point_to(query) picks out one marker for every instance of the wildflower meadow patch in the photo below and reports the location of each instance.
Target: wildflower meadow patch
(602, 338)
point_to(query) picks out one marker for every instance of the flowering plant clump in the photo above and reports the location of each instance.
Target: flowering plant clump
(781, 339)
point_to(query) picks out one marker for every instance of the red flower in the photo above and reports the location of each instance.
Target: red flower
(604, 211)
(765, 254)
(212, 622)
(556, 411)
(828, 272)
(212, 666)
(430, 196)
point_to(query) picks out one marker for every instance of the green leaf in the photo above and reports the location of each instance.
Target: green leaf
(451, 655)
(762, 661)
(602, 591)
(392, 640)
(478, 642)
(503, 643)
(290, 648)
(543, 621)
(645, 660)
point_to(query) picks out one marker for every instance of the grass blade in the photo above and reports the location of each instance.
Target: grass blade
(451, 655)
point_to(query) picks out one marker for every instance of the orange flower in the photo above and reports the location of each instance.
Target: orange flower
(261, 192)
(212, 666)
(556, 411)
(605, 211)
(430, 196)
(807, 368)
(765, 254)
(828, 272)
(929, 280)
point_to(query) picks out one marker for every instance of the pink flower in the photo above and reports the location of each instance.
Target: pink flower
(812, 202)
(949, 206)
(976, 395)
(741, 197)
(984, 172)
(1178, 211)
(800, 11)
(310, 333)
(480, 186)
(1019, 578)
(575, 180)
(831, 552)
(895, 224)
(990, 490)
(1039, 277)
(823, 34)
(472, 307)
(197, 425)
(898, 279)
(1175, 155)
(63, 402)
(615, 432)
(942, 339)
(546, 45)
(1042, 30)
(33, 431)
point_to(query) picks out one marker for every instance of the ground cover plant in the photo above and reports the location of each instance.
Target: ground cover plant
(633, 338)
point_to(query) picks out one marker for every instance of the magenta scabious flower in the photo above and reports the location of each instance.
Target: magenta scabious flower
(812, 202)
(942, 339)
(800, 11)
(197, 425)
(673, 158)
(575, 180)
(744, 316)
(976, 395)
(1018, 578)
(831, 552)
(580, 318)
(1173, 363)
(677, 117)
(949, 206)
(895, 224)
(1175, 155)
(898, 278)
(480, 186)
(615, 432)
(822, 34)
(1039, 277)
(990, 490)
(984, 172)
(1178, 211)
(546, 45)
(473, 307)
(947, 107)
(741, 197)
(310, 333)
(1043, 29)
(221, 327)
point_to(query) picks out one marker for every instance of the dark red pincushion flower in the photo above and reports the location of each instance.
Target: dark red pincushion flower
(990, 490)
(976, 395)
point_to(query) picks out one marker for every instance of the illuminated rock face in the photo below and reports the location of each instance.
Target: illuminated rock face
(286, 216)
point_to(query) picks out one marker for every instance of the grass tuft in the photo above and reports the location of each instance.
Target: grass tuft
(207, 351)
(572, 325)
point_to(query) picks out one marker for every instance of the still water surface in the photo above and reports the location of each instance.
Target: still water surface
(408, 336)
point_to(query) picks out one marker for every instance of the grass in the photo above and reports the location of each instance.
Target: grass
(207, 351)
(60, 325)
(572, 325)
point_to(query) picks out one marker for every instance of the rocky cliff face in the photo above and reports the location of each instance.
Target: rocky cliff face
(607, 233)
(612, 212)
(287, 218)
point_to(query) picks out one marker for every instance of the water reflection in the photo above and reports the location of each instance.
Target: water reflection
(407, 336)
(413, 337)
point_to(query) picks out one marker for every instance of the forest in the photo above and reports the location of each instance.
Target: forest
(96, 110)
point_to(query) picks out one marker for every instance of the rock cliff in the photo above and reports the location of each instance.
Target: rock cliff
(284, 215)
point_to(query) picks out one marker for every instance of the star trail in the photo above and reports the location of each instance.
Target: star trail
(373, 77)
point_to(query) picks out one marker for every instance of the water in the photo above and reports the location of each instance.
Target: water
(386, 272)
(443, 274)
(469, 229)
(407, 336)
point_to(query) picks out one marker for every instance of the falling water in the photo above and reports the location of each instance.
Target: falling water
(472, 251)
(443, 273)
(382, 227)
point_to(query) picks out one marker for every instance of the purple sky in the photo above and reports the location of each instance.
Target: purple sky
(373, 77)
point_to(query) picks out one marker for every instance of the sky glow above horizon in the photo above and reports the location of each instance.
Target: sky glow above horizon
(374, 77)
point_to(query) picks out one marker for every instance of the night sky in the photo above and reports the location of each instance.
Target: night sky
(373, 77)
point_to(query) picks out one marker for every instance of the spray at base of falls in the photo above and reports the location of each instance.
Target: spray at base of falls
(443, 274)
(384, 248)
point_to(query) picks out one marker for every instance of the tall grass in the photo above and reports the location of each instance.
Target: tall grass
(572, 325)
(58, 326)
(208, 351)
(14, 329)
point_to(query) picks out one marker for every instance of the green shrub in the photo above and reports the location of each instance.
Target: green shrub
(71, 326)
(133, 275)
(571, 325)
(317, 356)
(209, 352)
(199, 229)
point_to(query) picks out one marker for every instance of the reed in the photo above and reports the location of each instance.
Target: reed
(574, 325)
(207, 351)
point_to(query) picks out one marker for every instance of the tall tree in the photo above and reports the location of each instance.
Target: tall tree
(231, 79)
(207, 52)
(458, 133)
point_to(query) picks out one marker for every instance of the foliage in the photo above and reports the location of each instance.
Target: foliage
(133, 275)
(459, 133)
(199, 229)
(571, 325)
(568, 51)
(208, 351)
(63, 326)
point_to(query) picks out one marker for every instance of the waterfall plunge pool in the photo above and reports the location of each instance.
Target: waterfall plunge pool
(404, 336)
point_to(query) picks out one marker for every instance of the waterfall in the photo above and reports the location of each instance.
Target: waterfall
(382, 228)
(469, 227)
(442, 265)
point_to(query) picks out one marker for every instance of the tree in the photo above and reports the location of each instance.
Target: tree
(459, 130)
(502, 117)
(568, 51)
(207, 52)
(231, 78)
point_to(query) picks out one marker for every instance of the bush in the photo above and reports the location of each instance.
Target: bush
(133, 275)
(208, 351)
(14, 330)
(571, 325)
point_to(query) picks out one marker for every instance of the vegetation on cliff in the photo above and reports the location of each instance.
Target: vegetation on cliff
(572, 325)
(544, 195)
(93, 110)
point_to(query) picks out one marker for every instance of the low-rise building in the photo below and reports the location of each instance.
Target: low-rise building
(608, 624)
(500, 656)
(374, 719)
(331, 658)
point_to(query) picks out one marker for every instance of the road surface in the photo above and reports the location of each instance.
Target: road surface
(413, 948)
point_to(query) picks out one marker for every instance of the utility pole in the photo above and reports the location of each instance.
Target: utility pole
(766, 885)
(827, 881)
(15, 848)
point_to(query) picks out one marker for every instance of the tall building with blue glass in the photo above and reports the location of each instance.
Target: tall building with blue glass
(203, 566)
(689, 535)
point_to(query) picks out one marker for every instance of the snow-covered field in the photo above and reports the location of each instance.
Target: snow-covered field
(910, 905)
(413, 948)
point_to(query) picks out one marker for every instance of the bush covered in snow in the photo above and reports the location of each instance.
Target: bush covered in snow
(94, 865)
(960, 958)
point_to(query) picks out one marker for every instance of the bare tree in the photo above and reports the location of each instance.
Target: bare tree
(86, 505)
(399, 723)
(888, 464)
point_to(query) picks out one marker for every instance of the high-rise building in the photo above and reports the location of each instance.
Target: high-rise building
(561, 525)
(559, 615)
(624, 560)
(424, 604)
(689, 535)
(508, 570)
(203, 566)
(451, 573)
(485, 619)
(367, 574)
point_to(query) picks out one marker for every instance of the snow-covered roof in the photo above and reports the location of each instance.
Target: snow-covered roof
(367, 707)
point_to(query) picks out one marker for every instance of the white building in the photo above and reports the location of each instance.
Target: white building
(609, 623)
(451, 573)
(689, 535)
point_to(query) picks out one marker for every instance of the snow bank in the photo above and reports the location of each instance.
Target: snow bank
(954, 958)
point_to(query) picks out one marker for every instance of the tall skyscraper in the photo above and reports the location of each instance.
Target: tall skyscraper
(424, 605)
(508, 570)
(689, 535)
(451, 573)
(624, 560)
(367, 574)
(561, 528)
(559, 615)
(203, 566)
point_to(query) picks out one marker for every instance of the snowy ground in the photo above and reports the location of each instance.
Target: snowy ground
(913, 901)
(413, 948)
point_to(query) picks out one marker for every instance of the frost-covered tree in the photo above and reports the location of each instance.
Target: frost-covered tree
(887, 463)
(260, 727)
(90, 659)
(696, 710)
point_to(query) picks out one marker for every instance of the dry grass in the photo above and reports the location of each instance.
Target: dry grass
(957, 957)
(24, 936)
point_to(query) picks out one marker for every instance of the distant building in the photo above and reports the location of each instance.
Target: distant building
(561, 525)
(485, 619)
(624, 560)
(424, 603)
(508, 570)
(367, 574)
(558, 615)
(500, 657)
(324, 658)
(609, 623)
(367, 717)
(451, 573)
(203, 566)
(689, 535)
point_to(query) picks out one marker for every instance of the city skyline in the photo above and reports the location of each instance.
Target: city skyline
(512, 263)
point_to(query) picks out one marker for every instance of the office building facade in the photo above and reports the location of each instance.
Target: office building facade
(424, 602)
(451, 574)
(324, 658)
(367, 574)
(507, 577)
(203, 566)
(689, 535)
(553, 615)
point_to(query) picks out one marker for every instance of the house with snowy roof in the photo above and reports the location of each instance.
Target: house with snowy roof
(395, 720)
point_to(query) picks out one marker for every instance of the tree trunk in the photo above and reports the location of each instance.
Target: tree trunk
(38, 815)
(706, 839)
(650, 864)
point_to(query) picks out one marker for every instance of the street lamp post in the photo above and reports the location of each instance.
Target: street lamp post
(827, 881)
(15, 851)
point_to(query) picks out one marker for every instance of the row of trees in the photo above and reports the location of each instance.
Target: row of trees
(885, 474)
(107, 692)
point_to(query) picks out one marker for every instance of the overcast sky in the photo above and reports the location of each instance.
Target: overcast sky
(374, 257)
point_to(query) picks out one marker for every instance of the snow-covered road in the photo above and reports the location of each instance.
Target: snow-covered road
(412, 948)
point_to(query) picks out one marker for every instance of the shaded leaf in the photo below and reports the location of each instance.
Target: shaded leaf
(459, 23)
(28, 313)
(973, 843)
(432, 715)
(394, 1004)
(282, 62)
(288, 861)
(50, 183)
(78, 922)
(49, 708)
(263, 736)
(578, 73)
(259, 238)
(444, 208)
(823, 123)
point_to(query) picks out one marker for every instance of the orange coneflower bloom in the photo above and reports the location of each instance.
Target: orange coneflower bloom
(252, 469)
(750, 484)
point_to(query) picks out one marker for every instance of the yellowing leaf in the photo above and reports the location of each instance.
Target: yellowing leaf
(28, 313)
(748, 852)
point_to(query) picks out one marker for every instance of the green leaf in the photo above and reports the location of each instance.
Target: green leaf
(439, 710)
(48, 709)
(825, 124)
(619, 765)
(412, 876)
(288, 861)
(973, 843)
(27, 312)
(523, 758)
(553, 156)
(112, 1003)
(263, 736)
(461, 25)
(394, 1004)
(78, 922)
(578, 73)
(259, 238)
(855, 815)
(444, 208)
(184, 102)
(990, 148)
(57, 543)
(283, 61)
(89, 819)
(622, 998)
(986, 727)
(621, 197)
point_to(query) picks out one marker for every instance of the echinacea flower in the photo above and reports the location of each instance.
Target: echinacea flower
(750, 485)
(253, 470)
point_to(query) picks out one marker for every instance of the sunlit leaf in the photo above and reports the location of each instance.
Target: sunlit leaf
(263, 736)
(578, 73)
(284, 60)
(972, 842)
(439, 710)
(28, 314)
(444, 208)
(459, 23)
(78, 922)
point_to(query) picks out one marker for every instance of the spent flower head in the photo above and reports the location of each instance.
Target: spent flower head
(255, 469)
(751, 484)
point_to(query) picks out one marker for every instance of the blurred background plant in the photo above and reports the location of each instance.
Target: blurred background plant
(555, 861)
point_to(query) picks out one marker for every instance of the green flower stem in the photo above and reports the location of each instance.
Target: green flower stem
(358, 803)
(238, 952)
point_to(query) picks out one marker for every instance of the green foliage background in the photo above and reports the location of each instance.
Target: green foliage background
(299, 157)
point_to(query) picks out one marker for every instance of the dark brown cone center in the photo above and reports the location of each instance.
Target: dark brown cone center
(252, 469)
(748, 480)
·····
**To do:** Repeat, without change, each line of the data above from the one that contains "of the sunlit" through the final line, counting both.

**Solution for this problem:**
point_to(query) picks out one marker for every instance of the sunlit leaf in the photo above and reports the location of each instance.
Target: sunlit leaf
(263, 736)
(578, 73)
(284, 60)
(972, 842)
(439, 710)
(28, 314)
(444, 208)
(459, 23)
(78, 922)
point_to(query) picks out one marker for every instance of the spent flower head in the photo above and reports the location of each instance.
Target: spent flower head
(255, 469)
(751, 484)
point_to(query) picks out one marker for every instance of the blurred background plant in the photo above and reports the location of each instance.
Target: blurred background plant
(555, 861)
point_to(query) picks out one marker for every instance of the green flower stem in the photo above and reports the location of each instance.
Target: green flower stem
(358, 803)
(238, 952)
point_to(query) picks out one marker for every instance of the green foliage background in the photo above and reports the location of each instance.
Target: green foliage background
(299, 157)
point_to(query) picks out one marker for every instance of the dark brown cone center in the photo above and reports the location of each instance.
Target: dark brown cone center
(252, 469)
(748, 480)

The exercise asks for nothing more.